REQUEST:
Write out, word for word, only the lines from the one containing "Given the photo above, point to the pendant" through the final line of the data.

[Position identification records]
»»

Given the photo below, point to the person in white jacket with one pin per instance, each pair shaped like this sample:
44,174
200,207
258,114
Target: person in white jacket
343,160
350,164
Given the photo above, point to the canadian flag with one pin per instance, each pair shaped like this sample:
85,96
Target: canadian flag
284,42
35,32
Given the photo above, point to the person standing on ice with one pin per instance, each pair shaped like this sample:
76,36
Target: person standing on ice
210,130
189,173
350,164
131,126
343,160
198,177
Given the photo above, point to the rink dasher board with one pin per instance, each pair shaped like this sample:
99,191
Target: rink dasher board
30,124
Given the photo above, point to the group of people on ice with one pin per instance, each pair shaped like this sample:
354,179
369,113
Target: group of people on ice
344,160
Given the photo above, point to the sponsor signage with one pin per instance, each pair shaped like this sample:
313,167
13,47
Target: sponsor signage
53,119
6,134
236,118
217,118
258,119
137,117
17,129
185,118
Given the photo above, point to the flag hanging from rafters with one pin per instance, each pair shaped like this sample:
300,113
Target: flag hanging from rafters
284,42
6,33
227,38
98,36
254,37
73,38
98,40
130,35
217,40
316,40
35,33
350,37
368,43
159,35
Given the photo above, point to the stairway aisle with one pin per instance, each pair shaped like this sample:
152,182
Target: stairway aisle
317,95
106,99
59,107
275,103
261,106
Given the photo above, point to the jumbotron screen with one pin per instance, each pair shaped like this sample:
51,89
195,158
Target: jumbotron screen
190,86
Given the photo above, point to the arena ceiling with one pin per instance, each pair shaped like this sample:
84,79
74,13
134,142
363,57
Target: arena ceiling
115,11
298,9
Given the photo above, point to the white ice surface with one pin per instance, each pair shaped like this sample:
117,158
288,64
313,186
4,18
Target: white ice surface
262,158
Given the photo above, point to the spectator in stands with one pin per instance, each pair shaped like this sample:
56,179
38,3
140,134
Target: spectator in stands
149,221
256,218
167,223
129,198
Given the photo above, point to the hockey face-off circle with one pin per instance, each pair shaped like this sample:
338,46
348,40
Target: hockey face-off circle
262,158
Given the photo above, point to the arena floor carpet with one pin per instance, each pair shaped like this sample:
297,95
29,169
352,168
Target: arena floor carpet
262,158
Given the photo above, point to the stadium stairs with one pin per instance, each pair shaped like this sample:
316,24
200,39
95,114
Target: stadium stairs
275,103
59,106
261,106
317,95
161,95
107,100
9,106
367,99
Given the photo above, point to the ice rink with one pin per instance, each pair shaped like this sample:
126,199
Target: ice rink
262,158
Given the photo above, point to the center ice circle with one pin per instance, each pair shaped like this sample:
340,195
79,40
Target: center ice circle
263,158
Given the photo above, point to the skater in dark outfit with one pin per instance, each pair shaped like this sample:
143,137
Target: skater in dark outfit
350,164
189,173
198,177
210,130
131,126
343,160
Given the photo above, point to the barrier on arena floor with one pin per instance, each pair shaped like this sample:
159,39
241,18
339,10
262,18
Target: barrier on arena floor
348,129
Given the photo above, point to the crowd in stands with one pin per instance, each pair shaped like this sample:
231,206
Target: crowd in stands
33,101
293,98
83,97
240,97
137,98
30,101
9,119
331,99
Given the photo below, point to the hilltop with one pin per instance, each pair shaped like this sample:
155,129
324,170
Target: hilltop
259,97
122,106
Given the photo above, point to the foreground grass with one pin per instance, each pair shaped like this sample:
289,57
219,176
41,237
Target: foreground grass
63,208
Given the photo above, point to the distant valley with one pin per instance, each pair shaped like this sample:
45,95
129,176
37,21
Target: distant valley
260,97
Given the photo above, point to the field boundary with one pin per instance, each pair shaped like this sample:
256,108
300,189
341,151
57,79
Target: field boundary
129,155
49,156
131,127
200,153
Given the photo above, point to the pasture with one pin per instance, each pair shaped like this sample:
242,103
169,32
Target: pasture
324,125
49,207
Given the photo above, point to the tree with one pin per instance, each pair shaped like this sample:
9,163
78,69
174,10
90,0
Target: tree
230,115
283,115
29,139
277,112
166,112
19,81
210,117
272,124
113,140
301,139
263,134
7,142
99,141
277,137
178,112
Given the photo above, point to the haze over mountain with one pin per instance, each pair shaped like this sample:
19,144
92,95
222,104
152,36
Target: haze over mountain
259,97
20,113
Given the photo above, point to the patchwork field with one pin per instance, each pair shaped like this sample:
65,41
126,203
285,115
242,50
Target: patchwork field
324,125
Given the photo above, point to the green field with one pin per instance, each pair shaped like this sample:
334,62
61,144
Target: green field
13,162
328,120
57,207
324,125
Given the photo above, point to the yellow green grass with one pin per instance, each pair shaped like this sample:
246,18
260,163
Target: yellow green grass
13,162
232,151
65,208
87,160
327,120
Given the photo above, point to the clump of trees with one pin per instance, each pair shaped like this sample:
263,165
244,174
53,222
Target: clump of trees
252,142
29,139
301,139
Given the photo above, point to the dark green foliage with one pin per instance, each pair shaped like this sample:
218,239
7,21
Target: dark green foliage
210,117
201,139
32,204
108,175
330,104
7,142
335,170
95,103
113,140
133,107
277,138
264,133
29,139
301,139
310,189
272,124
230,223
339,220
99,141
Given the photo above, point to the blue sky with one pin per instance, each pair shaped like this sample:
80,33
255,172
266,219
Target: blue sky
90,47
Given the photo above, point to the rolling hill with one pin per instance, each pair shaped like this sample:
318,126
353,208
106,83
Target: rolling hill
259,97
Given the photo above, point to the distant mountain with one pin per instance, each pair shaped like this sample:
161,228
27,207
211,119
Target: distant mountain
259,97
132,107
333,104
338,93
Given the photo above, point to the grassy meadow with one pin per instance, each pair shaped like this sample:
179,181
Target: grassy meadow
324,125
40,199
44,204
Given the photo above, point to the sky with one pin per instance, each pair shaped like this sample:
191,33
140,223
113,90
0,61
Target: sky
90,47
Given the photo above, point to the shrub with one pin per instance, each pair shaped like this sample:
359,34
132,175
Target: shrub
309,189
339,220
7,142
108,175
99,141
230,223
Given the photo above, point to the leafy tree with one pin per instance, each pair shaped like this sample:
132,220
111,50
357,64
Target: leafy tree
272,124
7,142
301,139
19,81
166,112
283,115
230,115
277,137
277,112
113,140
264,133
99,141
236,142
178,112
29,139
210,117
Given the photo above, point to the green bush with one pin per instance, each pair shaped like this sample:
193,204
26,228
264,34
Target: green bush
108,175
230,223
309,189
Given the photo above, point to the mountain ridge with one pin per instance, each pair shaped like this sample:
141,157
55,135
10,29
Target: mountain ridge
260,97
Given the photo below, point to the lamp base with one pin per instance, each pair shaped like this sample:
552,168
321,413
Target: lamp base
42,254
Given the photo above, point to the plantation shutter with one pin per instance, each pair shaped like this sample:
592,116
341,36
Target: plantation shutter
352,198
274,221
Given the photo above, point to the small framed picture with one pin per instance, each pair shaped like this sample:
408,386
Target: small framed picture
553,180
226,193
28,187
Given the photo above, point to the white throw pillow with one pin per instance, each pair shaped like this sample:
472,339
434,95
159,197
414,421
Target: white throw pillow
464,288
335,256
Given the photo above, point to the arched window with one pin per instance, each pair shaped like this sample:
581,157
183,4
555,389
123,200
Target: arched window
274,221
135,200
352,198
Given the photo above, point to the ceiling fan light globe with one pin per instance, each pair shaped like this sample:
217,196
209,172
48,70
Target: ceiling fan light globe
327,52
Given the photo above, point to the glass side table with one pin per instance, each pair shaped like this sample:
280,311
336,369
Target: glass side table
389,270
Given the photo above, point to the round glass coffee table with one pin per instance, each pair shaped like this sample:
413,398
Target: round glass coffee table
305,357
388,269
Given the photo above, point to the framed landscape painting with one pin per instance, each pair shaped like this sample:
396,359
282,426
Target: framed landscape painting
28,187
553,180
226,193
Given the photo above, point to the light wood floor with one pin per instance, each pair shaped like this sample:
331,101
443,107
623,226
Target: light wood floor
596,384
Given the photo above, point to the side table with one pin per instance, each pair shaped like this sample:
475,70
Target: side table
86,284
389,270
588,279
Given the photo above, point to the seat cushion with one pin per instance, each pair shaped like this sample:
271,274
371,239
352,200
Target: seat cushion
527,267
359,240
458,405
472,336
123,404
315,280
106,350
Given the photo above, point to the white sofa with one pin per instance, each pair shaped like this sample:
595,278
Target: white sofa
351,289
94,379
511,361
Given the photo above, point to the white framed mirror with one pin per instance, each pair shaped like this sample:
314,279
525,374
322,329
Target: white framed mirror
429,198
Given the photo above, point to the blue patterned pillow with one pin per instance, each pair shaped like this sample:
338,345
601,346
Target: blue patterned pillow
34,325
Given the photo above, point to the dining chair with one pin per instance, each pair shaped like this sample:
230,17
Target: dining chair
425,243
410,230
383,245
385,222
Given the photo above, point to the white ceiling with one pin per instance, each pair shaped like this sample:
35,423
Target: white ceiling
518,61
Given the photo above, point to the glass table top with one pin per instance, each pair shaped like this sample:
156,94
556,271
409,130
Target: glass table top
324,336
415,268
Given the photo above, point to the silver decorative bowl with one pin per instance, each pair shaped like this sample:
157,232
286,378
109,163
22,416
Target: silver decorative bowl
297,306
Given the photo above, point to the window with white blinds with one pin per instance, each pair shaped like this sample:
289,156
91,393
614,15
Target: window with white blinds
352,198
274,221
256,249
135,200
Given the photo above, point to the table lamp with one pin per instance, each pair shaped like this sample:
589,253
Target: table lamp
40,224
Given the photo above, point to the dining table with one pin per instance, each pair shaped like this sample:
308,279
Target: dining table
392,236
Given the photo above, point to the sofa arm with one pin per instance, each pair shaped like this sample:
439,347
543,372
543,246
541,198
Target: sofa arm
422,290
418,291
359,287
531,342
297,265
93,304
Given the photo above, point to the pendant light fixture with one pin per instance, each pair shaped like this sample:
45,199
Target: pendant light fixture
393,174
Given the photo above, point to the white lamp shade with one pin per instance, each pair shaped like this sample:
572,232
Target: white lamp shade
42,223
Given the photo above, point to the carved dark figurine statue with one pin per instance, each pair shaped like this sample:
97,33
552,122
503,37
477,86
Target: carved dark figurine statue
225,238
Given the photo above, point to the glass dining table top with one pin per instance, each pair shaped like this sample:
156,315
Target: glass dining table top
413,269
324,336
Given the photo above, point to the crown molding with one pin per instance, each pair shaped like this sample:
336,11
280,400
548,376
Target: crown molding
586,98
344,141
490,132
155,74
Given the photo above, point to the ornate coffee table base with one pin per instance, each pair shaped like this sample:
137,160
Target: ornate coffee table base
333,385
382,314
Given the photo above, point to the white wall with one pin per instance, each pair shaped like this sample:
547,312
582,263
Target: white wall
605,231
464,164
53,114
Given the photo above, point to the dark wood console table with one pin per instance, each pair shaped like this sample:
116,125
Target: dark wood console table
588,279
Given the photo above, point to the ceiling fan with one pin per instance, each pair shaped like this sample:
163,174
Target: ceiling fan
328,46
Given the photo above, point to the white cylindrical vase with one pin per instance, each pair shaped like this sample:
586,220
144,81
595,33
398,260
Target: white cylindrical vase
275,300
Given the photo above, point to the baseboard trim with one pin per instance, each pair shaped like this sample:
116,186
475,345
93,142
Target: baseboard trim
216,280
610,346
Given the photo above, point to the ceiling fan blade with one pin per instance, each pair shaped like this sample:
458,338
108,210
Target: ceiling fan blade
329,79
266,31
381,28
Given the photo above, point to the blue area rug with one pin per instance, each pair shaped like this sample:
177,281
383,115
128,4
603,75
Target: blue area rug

««

EXERCISE OUTPUT:
Given the photo above, point to the pendant light fixture with one pin per instance, each pair shaped like this sample:
45,199
Target: pendant light fixture
393,174
Given the photo above, point to the white lamp shade with one pin per instance, each pair shaped like this sample:
572,232
Target: white lamp shade
42,223
Given the photo above, point to the carved dark figurine statue with one pin per instance, each pair shaped like this sample:
97,33
552,122
503,37
477,86
Target: carved dark figurine statue
225,238
Given the photo above, point to the glass dining table top with one pin per instance, each pair shaped like this sample:
156,315
Target: glass dining table top
413,269
324,336
Given the photo above, point to the crown molding with one pin per instance, each pair shaped like this sample:
336,11
280,400
548,376
Target: crown molding
586,98
344,141
490,132
155,74
Given the photo above, point to the ornate coffee table base with one pin per instance, each pair shaped like this sample:
137,160
Target: ornate coffee table base
333,385
382,314
Given the photo above, point to the white wall with one pin per instance, each pair shaped like this sample:
547,312
582,263
Target: white wall
605,231
464,164
53,114
Given the photo above, point to the dark wood console table with one pin per instance, each pair shaped like this sample:
116,125
Target: dark wood console table
588,279
Given the photo above, point to the ceiling fan with one pin per instance, each pair shaped like this sample:
163,174
Target: ceiling fan
328,46
Given the photo above, point to the white cylindrical vase with one pin per instance, each pair shaped like this sample:
586,220
144,81
595,33
398,260
Target: white cylindrical vase
275,300
Given the photo above, point to the baseboard trim with one pin per instance, each pair shaped like this sample:
116,186
475,345
93,142
Target: baseboard trim
216,280
610,346
Given the photo above, point to the ceiling fan blade with one pin per instance, each pair shaped like this sample:
458,338
108,210
Target: ceiling fan blade
329,79
266,31
381,28
Given the photo above, point to the blue area rug with one pin per instance, each pair shaped like this sample:
177,281
383,115
128,4
603,75
Target: blue area rug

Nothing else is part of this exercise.